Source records
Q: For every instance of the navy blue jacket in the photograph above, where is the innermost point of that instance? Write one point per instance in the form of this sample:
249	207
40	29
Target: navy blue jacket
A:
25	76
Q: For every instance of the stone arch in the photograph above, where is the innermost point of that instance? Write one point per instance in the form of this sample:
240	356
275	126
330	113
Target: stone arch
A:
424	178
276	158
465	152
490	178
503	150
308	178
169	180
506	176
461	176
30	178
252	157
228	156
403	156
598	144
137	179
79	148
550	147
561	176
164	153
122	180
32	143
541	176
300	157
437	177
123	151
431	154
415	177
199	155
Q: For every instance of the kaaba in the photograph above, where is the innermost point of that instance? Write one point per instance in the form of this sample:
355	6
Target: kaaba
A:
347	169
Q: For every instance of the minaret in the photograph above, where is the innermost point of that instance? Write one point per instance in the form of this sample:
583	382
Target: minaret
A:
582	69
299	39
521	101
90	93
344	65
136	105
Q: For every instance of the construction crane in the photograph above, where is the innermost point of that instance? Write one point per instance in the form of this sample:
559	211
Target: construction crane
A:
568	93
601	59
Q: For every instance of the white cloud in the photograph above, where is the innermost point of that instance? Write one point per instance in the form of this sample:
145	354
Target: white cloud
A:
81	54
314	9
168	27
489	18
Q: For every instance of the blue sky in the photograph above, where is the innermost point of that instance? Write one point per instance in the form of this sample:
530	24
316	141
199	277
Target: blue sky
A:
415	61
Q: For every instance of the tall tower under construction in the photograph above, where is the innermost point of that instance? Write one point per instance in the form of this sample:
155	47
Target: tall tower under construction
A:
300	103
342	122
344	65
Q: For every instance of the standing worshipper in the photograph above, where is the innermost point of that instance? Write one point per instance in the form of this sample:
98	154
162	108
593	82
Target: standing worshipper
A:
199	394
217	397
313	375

» **ASSIGNED TASK**
Repeat only the lines starting at the one that contains "Q: For every instance of the construction" and ending at the last line above, exactly as written.

» **TASK ANSWER**
Q: For every instance of the construction crane in the photograph above, where is the innermost point of that instance? Write one point per instance in the form of this sample:
559	211
Target: construction crane
A:
568	93
601	59
Q: For every instance of the white cloud in the photograph above, where is the innermost point of that instance? Write one point per instance in the form of this sample:
145	354
Target: white cloud
A:
81	54
314	9
168	27
489	18
Q: For every instance of the blue sky in the photograph above, where is the innermost point of that instance? Write one point per instance in the form of this sample:
530	24
316	141
199	277
Target: blue sky
A:
415	61
Q: For every instance of the tall tower under construction in the photograph above, where is the innermost point of that instance? Write one point per instance in the form of this sample:
155	47
Target: tall tower under construction
A:
300	103
342	122
344	65
Q: For every instance of the standing worshipper in the photograph above, where is the innermost point of that instance? Write one point per instance in the form of this sample:
98	154
162	108
593	82
Target: standing worshipper
A:
199	394
217	397
313	375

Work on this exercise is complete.